'''
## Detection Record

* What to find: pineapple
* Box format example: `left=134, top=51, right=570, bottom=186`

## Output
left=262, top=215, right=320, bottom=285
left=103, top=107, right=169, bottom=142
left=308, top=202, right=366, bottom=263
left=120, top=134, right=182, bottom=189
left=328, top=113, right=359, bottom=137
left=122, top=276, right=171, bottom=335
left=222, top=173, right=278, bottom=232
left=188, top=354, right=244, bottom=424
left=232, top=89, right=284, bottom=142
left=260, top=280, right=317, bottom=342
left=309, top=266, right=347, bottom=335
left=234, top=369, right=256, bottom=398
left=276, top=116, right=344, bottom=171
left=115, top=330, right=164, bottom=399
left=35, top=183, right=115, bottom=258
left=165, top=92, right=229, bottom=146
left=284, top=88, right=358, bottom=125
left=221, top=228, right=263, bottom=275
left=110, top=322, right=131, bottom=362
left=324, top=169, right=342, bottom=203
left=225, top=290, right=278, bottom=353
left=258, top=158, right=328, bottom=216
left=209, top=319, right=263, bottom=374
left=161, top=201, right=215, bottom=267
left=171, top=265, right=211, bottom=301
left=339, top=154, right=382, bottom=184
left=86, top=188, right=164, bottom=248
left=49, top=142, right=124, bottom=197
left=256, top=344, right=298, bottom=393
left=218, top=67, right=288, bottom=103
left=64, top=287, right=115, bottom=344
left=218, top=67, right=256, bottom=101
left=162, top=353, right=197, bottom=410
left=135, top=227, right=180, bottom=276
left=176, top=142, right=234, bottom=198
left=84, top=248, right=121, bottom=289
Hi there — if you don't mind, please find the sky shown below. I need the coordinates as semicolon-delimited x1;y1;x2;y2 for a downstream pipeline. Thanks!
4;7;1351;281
'''
### Objective
Render every line of the items above as a JSON list of strings, one string per line, with blank lines left out.

### Expected output
[
  "## Detection Record",
  "* What to find: pineapple",
  "* Box format example: `left=134, top=51, right=570, bottom=186`",
  "## Output",
  "left=262, top=215, right=320, bottom=285",
  "left=103, top=107, right=169, bottom=142",
  "left=308, top=202, right=366, bottom=263",
  "left=120, top=134, right=182, bottom=189",
  "left=328, top=113, right=359, bottom=137",
  "left=122, top=276, right=171, bottom=335",
  "left=222, top=173, right=278, bottom=232",
  "left=188, top=354, right=244, bottom=424",
  "left=232, top=89, right=284, bottom=142",
  "left=260, top=280, right=317, bottom=342",
  "left=309, top=266, right=347, bottom=335",
  "left=234, top=369, right=256, bottom=398",
  "left=276, top=116, right=344, bottom=171",
  "left=115, top=330, right=164, bottom=399",
  "left=35, top=183, right=115, bottom=258",
  "left=165, top=92, right=229, bottom=146",
  "left=284, top=88, right=358, bottom=125",
  "left=221, top=228, right=263, bottom=275",
  "left=110, top=322, right=131, bottom=362",
  "left=324, top=169, right=342, bottom=203",
  "left=225, top=290, right=278, bottom=353",
  "left=258, top=158, right=328, bottom=216",
  "left=209, top=319, right=263, bottom=374",
  "left=161, top=201, right=215, bottom=267",
  "left=171, top=265, right=211, bottom=301",
  "left=339, top=154, right=382, bottom=184",
  "left=86, top=188, right=164, bottom=248",
  "left=49, top=142, right=124, bottom=197",
  "left=256, top=344, right=298, bottom=393",
  "left=218, top=67, right=288, bottom=103",
  "left=64, top=287, right=115, bottom=344",
  "left=218, top=67, right=256, bottom=101",
  "left=162, top=353, right=197, bottom=410",
  "left=135, top=227, right=180, bottom=276",
  "left=176, top=142, right=234, bottom=198",
  "left=84, top=248, right=121, bottom=289",
  "Hi there — if you don't mind, please find the sky shown below. I need the coordinates as semicolon-delimited x1;y1;x2;y2 for a downstream pipeline. Thanks!",
  "4;7;1351;281"
]